━━━ SUPPLIED ENTRIES

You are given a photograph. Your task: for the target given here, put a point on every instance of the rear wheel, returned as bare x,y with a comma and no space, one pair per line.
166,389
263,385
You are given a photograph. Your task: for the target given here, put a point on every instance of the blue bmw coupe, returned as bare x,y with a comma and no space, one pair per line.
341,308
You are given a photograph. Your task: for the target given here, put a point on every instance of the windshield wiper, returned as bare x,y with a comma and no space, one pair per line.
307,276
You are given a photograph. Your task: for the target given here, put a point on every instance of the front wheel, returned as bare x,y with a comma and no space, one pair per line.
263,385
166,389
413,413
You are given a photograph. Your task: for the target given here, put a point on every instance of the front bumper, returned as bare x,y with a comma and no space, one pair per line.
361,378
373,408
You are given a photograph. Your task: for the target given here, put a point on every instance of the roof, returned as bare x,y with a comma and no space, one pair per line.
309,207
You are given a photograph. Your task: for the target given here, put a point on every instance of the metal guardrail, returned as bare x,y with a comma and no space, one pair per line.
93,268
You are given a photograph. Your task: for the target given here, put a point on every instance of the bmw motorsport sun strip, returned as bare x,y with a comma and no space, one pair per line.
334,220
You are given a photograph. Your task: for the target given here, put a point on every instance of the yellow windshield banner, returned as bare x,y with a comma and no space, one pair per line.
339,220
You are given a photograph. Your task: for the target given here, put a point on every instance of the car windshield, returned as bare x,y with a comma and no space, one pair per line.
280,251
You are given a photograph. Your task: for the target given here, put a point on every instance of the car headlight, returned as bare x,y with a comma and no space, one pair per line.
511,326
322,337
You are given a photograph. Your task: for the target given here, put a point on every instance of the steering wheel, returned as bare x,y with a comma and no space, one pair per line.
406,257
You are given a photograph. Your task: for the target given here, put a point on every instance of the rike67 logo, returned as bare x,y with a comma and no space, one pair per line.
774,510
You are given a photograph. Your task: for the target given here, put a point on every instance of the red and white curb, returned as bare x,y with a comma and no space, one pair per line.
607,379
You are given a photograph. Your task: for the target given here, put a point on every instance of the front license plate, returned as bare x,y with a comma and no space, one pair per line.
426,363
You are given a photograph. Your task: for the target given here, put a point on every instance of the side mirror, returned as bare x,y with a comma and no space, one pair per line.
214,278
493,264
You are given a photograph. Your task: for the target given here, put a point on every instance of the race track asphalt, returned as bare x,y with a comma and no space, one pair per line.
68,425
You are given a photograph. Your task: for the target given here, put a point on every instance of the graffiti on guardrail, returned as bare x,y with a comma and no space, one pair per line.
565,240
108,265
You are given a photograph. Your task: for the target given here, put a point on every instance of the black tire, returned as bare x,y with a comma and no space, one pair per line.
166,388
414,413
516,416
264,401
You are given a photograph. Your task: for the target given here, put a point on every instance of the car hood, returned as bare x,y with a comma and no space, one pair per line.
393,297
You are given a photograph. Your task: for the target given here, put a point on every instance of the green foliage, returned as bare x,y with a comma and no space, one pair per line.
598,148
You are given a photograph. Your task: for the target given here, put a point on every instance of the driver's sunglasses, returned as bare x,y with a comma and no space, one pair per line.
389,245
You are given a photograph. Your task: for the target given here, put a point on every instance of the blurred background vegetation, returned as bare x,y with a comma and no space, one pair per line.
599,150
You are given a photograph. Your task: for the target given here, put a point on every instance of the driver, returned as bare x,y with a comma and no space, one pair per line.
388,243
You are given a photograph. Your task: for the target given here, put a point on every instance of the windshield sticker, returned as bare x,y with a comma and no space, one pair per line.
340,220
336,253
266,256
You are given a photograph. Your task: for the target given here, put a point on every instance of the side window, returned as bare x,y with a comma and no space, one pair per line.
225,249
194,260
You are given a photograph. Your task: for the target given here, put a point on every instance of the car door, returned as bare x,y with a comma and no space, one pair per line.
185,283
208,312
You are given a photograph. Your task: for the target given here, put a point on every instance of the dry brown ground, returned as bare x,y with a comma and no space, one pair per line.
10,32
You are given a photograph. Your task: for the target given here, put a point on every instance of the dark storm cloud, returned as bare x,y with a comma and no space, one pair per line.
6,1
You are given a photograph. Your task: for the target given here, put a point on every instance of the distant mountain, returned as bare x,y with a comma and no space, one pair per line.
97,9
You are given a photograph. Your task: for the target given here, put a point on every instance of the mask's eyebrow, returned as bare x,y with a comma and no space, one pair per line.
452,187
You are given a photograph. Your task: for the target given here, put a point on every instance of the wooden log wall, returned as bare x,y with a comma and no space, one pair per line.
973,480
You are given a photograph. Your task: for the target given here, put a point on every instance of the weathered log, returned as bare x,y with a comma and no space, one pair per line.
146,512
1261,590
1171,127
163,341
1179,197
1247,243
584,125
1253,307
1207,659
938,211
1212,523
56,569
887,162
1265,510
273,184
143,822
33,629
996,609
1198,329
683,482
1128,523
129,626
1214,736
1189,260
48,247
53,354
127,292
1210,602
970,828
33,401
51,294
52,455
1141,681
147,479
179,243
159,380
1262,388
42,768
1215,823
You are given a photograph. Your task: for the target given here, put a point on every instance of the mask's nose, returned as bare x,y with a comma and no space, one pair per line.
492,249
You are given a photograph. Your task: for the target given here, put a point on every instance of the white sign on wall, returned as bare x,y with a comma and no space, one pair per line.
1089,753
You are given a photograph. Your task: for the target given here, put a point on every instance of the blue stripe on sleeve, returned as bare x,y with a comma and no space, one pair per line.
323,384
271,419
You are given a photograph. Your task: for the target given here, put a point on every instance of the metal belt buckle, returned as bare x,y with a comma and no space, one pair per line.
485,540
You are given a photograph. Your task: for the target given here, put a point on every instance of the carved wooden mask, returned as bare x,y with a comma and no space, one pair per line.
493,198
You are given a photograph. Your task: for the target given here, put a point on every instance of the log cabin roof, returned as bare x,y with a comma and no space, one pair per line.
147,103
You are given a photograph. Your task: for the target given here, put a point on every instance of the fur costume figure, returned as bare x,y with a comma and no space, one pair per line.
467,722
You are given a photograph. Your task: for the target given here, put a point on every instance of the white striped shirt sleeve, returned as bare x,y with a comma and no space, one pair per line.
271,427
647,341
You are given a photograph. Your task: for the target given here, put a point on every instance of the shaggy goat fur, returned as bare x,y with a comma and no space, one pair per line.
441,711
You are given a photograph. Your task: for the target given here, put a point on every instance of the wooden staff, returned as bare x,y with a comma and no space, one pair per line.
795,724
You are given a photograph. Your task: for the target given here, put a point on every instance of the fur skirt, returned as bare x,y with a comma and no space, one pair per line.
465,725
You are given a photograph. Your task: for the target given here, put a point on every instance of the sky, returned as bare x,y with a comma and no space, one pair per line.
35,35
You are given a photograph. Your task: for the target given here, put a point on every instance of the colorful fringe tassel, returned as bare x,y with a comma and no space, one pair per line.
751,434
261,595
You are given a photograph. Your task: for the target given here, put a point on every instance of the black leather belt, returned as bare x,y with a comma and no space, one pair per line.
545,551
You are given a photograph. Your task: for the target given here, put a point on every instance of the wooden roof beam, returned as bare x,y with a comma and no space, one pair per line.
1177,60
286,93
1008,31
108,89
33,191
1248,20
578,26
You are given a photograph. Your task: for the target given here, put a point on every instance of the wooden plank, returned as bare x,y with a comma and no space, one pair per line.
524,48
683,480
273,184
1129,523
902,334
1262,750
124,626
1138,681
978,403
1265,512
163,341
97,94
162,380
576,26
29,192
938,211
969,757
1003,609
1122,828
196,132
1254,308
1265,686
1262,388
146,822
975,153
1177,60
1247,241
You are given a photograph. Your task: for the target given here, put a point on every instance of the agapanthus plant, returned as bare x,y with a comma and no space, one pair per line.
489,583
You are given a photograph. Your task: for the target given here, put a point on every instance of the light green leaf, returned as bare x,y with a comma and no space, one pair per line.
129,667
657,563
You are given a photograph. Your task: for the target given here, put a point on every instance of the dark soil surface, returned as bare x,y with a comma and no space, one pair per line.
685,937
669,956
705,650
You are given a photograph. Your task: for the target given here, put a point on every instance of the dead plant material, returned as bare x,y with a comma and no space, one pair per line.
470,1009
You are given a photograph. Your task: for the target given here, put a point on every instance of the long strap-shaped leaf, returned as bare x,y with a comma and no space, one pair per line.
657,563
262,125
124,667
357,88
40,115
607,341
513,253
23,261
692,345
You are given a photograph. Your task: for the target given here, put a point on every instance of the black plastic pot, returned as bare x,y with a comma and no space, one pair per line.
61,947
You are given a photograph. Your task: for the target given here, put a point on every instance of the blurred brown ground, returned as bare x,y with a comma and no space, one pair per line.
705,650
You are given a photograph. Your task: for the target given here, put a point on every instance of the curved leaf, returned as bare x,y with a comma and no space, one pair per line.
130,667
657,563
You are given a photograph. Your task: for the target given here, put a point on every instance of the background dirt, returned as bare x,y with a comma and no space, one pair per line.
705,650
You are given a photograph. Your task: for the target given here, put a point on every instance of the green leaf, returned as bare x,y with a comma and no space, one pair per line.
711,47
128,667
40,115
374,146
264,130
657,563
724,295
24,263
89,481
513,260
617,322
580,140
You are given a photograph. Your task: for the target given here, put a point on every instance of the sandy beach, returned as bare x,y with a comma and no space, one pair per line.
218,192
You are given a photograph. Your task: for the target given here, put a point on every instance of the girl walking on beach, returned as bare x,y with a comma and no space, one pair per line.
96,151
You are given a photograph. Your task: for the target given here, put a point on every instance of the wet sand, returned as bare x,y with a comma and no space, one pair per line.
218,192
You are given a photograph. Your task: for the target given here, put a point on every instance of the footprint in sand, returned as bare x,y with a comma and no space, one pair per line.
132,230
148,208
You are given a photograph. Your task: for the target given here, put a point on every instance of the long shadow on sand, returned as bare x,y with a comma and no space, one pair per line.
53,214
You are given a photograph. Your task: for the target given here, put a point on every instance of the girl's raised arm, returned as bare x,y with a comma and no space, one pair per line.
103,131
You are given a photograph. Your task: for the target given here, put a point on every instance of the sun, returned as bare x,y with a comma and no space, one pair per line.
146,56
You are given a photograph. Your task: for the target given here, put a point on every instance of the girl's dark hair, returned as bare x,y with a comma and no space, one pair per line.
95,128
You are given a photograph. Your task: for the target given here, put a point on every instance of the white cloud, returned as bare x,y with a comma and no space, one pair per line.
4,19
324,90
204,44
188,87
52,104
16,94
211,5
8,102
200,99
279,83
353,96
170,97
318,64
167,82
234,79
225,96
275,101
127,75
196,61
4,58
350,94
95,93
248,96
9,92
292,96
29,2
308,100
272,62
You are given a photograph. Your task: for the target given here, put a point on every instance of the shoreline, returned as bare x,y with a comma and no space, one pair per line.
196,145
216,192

━━━━━━

__WHAT YOU ARE ASKED TO DO__.
Only the lines from the one containing "white cloud, returned" through the end of the data above are wanted, both ends included; restate them word for word.

__TASK RESPONSE__.
You are given a photograph. Your task: for the target given here, put a point on every instance of the white cloud, returned as bare x,y with a comma and no space, one pair per line.
4,19
324,90
204,44
188,87
52,104
16,94
211,5
8,102
200,99
279,83
353,96
170,97
318,64
167,82
234,79
225,96
275,101
127,75
196,61
4,58
350,94
95,93
248,96
9,92
292,96
29,2
308,100
272,62
You are given a photograph. Your task: for the target given here, put a point on every instance of the shoreline, returned as bare x,y with a comma and no space, one pair per line.
196,145
216,192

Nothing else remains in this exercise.